§ **Instructions to follow**
Copy out the stretch of items from the line that contains "Segment the blue" through the line that contains "128 64 L 133", reproducing each line character for character, both end lines included.

§ **Provided records**
[START]

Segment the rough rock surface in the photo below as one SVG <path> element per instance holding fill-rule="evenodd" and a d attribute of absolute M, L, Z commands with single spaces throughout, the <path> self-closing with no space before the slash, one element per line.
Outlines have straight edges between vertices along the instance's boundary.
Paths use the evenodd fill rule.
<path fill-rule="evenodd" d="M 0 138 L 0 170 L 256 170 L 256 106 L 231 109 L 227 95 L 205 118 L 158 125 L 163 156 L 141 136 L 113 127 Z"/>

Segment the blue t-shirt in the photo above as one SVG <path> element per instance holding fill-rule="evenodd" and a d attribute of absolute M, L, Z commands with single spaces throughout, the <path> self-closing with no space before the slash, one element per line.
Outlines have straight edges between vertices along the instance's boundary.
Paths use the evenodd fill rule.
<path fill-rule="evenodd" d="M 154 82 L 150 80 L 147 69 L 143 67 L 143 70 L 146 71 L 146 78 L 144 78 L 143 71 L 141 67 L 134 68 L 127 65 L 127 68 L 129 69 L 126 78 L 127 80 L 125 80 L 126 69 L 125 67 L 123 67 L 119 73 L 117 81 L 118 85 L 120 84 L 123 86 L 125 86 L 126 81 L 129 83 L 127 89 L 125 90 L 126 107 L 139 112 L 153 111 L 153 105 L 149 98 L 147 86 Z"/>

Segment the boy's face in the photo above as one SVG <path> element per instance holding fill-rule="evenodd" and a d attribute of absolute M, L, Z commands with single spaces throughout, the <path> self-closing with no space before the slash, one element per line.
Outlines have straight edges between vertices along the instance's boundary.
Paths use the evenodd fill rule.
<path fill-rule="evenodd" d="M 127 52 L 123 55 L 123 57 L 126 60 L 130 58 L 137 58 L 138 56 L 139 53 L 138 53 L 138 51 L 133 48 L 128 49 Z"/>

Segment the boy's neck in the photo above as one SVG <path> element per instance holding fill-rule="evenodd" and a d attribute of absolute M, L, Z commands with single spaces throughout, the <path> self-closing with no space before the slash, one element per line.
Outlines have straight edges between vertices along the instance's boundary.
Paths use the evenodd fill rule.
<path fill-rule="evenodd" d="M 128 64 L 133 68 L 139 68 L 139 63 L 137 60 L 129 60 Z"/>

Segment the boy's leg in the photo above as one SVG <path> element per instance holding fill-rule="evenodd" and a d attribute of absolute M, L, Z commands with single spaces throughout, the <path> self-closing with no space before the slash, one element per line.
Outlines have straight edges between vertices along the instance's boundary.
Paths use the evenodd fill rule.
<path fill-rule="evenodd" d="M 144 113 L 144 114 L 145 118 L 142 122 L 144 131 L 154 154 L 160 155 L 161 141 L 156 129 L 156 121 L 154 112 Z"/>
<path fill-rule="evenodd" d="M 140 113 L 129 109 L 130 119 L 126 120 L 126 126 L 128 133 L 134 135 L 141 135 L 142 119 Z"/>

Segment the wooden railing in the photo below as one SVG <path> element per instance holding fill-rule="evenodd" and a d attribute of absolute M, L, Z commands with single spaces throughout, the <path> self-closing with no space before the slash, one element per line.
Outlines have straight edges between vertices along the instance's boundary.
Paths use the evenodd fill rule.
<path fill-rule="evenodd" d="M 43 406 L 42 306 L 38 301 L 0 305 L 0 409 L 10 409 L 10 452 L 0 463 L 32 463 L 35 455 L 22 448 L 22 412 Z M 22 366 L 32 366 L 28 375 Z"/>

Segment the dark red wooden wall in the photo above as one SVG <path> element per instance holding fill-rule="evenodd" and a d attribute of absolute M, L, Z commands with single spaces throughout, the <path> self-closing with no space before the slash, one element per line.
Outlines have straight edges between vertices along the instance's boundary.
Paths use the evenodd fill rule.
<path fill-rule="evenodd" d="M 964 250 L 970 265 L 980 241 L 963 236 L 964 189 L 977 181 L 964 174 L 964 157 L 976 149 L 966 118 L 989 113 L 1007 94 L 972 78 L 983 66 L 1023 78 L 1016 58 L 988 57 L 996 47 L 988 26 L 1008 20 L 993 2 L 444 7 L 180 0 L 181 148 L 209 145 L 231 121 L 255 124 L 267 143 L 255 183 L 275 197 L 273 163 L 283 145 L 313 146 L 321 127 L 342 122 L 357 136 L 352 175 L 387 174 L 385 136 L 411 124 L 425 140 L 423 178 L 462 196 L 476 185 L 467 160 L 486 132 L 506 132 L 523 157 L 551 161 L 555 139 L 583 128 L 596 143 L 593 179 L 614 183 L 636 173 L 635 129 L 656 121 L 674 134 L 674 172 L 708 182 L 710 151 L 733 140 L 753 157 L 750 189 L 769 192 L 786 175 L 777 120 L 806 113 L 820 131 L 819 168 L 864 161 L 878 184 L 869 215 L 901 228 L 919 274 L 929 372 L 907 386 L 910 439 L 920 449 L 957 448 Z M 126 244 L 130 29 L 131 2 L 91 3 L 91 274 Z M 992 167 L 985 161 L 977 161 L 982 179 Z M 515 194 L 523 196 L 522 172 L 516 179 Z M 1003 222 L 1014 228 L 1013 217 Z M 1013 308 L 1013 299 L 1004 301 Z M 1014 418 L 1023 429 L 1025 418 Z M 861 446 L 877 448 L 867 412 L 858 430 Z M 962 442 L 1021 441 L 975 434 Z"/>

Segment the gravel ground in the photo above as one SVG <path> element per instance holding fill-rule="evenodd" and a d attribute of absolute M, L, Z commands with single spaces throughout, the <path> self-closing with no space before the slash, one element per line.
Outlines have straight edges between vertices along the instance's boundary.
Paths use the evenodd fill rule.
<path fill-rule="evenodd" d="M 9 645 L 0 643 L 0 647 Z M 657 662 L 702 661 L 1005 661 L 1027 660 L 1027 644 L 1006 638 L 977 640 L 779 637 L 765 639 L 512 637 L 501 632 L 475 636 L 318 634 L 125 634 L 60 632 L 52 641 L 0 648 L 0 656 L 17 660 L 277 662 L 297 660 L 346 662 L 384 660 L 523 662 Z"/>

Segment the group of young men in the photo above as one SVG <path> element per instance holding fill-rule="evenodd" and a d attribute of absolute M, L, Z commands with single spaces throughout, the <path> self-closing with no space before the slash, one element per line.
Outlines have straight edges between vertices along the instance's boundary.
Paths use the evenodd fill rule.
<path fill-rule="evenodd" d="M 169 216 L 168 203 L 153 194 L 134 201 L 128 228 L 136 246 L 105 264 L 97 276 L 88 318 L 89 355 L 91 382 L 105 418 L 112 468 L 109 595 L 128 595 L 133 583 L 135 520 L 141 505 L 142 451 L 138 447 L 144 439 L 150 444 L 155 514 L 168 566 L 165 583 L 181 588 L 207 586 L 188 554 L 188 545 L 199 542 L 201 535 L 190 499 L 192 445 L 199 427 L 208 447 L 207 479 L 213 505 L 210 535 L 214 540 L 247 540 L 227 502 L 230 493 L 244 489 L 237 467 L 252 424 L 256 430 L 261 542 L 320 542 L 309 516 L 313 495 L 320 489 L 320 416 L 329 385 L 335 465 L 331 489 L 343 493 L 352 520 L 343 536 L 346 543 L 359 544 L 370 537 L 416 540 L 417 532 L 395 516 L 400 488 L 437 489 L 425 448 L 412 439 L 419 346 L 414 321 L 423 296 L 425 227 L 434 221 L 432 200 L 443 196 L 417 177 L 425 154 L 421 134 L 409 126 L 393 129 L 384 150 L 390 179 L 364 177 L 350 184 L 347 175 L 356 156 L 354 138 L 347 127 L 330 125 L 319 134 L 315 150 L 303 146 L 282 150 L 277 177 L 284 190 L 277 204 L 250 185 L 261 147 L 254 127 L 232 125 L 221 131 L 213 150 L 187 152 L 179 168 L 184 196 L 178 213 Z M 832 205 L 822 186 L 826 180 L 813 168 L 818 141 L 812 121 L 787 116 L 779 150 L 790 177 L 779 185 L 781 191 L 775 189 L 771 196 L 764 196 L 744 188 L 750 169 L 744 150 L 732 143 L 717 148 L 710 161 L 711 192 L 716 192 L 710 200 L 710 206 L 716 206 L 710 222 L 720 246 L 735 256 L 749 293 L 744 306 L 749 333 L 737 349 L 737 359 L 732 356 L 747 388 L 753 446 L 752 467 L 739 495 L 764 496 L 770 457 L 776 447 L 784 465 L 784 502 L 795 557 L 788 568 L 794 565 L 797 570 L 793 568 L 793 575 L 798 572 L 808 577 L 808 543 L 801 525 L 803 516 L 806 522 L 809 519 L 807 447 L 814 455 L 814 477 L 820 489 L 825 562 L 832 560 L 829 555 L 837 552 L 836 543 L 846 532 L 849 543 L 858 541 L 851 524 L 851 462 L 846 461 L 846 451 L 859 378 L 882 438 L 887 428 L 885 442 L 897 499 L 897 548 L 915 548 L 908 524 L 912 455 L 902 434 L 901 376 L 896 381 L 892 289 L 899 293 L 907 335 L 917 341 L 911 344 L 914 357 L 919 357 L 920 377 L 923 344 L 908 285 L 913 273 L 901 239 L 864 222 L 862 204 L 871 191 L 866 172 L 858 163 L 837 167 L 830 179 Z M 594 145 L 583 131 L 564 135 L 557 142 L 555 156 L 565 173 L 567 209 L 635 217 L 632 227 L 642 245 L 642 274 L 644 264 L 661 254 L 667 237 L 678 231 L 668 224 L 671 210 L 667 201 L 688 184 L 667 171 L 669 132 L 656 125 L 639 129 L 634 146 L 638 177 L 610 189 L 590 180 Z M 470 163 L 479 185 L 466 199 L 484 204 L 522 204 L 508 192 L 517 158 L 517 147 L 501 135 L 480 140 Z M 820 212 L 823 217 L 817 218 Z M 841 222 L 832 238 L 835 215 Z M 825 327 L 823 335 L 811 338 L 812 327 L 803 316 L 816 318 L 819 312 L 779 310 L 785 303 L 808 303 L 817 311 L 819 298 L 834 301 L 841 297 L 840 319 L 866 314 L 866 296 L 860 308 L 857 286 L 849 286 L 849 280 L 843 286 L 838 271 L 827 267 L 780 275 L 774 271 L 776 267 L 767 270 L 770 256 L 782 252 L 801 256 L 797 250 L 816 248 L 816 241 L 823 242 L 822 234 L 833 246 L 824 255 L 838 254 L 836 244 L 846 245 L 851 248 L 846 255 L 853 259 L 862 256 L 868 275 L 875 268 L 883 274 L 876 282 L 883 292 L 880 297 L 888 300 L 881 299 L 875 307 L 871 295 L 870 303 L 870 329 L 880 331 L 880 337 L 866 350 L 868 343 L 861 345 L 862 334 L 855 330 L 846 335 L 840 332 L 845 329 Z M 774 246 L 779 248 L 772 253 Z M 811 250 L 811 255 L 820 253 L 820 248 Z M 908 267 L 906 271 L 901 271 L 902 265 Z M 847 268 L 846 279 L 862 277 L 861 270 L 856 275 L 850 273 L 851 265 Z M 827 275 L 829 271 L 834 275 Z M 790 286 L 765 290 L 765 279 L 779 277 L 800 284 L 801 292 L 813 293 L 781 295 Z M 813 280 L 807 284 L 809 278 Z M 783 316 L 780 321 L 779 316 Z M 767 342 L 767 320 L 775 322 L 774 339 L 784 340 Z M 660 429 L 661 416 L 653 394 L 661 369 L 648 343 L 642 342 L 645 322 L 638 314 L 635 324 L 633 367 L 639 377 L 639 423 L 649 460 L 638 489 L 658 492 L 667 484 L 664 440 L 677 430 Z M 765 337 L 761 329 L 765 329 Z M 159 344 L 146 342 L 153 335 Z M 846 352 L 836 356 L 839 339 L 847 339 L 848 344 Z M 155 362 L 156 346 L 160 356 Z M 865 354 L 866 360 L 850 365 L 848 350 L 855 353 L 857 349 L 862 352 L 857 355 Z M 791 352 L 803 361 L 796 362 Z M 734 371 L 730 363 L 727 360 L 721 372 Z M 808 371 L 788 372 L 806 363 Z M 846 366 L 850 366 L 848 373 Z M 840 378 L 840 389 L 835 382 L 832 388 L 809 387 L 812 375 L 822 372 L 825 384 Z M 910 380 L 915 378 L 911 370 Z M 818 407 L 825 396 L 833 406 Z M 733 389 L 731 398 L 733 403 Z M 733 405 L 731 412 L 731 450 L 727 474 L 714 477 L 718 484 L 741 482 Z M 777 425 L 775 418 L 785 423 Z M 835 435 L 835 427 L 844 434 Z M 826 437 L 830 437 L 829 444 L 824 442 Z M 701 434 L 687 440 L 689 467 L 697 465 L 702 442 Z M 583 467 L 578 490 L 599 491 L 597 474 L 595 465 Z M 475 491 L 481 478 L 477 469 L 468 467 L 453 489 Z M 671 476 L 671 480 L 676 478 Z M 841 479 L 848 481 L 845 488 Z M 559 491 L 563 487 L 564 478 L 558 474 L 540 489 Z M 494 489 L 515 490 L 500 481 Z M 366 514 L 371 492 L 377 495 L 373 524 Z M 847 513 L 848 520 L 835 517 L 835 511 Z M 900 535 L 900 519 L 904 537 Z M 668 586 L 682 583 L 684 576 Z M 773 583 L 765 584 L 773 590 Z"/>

[END]

§ **Answer for this exercise**
Segment the blue t-shirt in the photo above as one SVG <path> element per instance holding fill-rule="evenodd" and a d attribute of absolute M, L, Z commands with single spaces throughout, the <path> self-closing with no space before the slash, one element per line.
Outlines have straight edges between vertices along the instance's boundary.
Paths use the evenodd fill rule.
<path fill-rule="evenodd" d="M 154 82 L 150 80 L 147 69 L 143 67 L 143 70 L 146 71 L 146 78 L 144 78 L 143 71 L 141 67 L 134 68 L 127 65 L 127 68 L 129 69 L 126 78 L 127 80 L 125 80 L 126 69 L 125 67 L 123 67 L 119 73 L 117 81 L 118 85 L 120 84 L 123 86 L 125 86 L 126 81 L 129 83 L 127 89 L 125 90 L 126 107 L 139 112 L 153 111 L 153 105 L 149 98 L 147 86 Z"/>

Segment the boy's face in the photo above as one SVG <path> element per instance holding fill-rule="evenodd" and a d attribute of absolute M, L, Z commands with single spaces throughout, the <path> self-closing with no space before the slash, one element per line.
Outlines have straight edges between vertices along the instance's boundary.
Paths use the evenodd fill rule.
<path fill-rule="evenodd" d="M 127 52 L 123 55 L 123 57 L 126 60 L 130 58 L 137 58 L 138 56 L 139 53 L 138 53 L 138 51 L 133 48 L 128 49 Z"/>

Segment the boy's neck in the photo above as one SVG <path> element per instance holding fill-rule="evenodd" and a d attribute of absolute M, L, Z commands with single spaces throughout, the <path> self-closing with no space before the slash, one element per line.
Outlines have straight edges between vertices along the instance's boundary.
Paths use the evenodd fill rule.
<path fill-rule="evenodd" d="M 128 64 L 133 68 L 139 68 L 139 63 L 137 60 L 129 60 Z"/>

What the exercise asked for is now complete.